SHORT EXERCISE: Quote each of the following rows word for word.
>> Start
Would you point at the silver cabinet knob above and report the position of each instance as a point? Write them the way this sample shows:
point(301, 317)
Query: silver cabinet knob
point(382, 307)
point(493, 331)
>> End
COMPLETE OUTPUT:
Would you point at the silver cabinet knob above and report the position of each instance as a point? Write them the way this sample shows:
point(301, 317)
Query: silver cabinet knob
point(382, 307)
point(493, 331)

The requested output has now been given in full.